▶ The problem
Nothing before the line containing "Query: driveway pavement" belongs in the answer; quote that line and all lines after it through the end of the material, word for word.

▶ Data to use
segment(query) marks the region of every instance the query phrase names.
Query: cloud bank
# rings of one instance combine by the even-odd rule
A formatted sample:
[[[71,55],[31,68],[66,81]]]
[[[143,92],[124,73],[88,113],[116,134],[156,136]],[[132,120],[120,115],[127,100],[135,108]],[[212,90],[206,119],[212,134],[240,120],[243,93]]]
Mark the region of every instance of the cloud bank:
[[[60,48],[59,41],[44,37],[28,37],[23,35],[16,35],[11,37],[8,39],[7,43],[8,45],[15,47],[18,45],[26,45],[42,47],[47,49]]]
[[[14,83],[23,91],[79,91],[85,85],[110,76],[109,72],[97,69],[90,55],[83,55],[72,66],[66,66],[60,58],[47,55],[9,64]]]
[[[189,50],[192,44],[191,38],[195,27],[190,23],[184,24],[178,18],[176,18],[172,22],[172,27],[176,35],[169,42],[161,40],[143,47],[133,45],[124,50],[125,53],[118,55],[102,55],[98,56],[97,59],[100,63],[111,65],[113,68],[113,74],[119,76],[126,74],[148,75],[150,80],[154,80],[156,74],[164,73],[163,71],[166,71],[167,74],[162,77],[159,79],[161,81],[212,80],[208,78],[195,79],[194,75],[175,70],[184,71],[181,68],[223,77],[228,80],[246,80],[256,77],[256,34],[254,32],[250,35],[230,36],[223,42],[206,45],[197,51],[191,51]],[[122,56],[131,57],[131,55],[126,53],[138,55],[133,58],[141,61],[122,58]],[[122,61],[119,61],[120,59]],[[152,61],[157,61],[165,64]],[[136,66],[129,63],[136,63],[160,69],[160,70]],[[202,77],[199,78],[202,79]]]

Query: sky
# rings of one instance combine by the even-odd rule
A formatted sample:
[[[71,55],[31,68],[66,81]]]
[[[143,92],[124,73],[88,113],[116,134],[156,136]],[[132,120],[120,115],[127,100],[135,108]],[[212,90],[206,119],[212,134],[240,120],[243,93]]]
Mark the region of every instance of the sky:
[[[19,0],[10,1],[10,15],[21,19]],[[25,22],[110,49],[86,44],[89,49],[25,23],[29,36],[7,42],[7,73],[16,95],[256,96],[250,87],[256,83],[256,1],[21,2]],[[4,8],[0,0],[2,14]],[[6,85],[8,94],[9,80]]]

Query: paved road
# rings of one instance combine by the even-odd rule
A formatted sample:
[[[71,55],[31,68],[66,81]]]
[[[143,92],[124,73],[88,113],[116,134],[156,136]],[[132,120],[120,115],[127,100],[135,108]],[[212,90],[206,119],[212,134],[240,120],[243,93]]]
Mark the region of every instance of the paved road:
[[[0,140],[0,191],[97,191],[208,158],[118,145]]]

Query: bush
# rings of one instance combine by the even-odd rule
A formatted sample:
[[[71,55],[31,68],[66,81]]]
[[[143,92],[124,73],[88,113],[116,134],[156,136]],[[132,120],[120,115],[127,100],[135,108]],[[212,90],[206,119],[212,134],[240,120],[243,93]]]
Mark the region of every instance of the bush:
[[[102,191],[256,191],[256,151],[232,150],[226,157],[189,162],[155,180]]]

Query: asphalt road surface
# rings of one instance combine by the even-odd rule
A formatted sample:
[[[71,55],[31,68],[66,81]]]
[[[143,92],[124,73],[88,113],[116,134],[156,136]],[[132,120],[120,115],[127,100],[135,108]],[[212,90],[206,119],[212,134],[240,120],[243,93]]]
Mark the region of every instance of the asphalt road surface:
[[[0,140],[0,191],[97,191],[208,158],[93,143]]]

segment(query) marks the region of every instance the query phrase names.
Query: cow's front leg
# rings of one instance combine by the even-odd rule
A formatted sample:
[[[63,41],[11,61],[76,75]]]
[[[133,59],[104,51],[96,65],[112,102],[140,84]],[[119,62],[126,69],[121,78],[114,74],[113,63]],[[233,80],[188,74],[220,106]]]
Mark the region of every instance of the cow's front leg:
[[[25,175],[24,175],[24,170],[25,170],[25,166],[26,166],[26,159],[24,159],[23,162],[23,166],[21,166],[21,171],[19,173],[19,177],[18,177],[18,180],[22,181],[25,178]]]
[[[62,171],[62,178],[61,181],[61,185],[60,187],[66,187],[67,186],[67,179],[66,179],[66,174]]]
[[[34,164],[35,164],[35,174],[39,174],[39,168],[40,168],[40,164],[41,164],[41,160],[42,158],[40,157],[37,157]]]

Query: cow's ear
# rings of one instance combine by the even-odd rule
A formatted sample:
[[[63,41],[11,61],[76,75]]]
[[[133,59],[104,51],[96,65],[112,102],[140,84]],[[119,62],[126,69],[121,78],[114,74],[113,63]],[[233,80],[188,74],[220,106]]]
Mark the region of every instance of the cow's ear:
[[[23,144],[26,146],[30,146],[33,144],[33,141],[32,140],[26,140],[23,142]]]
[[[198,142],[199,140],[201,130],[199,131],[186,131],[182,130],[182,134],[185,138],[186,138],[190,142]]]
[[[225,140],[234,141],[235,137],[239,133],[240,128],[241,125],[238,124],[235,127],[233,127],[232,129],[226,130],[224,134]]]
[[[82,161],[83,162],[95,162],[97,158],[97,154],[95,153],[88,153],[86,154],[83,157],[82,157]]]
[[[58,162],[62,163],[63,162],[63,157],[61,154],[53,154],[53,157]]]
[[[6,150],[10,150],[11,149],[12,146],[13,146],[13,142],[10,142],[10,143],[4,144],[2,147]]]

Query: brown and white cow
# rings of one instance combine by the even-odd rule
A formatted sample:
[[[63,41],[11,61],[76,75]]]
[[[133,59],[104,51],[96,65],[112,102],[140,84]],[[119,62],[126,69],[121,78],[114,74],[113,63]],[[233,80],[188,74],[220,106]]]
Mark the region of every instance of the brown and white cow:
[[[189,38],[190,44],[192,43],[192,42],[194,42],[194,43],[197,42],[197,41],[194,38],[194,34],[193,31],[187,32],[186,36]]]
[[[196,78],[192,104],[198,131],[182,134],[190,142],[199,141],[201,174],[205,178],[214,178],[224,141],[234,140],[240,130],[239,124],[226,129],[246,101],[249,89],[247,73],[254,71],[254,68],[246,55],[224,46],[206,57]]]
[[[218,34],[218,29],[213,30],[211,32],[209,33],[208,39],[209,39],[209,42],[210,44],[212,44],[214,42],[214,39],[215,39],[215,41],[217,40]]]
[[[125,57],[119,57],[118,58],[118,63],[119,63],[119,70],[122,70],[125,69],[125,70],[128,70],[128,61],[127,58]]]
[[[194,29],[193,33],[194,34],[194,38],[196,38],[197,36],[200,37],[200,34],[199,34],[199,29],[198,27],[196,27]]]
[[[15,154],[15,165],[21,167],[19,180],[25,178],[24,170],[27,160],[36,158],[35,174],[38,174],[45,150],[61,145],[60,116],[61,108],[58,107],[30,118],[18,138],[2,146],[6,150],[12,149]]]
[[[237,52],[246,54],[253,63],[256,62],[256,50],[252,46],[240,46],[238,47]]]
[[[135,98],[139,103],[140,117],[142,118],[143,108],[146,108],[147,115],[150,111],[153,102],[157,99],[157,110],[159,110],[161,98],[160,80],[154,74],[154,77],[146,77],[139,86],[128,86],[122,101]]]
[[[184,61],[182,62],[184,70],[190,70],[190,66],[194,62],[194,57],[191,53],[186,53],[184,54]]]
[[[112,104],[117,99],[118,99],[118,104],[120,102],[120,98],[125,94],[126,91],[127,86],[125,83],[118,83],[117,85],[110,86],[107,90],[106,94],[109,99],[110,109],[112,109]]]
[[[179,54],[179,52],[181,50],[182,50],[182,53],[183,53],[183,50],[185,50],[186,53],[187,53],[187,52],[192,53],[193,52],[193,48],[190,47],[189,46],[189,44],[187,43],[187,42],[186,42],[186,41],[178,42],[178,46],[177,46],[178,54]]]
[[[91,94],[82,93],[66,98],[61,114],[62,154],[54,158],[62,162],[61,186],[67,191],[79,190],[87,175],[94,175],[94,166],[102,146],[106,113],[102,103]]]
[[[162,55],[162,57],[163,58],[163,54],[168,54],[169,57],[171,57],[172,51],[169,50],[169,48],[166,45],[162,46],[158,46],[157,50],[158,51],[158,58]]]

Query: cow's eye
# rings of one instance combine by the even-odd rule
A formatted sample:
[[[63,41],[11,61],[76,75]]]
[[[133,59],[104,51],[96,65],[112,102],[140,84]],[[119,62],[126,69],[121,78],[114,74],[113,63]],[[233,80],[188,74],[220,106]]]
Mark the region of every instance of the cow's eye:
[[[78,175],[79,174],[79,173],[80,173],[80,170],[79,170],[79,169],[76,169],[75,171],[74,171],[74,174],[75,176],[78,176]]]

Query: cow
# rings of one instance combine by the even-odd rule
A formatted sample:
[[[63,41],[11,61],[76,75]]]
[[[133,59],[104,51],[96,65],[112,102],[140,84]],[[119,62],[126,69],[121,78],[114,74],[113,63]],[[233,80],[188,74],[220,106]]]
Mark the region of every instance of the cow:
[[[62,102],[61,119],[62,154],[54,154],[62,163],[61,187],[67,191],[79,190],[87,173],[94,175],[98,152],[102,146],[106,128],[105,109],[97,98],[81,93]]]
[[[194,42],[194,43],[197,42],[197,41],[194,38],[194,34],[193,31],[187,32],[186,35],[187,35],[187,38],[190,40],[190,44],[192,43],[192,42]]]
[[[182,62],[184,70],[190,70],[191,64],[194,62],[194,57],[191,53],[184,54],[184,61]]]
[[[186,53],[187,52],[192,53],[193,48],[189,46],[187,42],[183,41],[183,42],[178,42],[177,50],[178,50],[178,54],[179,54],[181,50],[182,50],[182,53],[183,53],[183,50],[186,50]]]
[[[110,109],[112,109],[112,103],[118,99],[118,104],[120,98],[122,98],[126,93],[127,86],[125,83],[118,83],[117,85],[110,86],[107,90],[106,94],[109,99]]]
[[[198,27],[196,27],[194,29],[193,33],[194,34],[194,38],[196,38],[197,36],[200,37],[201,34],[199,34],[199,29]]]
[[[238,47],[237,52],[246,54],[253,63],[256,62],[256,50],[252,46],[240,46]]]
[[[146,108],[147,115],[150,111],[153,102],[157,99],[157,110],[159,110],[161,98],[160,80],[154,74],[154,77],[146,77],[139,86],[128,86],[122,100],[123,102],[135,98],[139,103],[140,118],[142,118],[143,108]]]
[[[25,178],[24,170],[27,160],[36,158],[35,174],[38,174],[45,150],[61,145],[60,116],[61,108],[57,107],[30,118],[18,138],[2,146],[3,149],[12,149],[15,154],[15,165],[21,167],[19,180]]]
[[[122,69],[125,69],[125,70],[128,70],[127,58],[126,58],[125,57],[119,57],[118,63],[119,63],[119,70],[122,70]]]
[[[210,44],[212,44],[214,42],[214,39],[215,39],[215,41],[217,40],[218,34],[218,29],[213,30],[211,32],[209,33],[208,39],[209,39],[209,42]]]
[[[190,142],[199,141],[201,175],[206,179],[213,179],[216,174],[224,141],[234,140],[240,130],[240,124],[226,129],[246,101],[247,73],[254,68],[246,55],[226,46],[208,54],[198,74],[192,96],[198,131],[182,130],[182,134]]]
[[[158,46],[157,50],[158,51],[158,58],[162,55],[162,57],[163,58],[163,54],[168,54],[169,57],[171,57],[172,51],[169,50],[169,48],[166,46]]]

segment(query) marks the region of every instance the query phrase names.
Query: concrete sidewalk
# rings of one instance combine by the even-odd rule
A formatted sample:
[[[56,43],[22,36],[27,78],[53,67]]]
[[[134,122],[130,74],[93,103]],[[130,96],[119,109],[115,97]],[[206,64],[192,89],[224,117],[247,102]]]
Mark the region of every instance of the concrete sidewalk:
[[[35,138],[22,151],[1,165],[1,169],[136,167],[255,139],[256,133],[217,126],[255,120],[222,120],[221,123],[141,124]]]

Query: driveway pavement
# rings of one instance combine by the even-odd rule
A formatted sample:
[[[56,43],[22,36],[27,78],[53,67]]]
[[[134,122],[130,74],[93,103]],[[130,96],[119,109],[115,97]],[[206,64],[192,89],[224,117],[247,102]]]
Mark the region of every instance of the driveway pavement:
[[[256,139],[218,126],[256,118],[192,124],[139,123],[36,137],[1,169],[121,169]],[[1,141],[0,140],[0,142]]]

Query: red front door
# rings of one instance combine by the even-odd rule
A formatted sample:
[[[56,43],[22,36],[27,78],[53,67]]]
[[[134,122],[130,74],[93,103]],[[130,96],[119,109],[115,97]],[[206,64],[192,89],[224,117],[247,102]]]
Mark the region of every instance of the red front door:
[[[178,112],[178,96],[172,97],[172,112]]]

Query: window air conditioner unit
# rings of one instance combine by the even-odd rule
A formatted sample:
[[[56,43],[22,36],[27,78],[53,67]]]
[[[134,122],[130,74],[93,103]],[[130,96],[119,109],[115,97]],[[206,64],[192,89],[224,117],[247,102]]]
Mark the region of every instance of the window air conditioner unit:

▶ Reply
Query: driveway pavement
# rings of one instance combine by the even-odd rule
A formatted sample:
[[[56,43],[22,36],[27,78],[53,67]]]
[[[134,122],[130,74],[93,103]],[[130,96],[119,109],[115,97]],[[206,64],[192,89],[224,117],[247,102]]]
Mark the region of every instance of the driveway pavement:
[[[256,139],[218,126],[256,118],[192,124],[139,123],[36,137],[1,169],[121,169]],[[1,141],[0,140],[0,142]]]

Query: red front door
# rings of one instance combine by the even-odd rule
A formatted sample:
[[[56,43],[22,36],[27,78],[53,67]]]
[[[134,122],[130,74],[93,103]],[[130,96],[119,109],[115,97]],[[206,64],[192,89],[224,117],[247,102]]]
Mark the region of every instance of the red front door:
[[[178,112],[178,96],[172,97],[172,112]]]

Query: window air conditioner unit
# rings of one instance combine by the even-odd rule
A formatted sample:
[[[56,43],[22,36],[27,78],[53,67]]]
[[[134,122],[130,74],[93,103]],[[130,96],[119,109],[115,97]],[[206,64],[192,89],[224,117],[247,102]]]
Mark the region of every instance of the window air conditioner unit:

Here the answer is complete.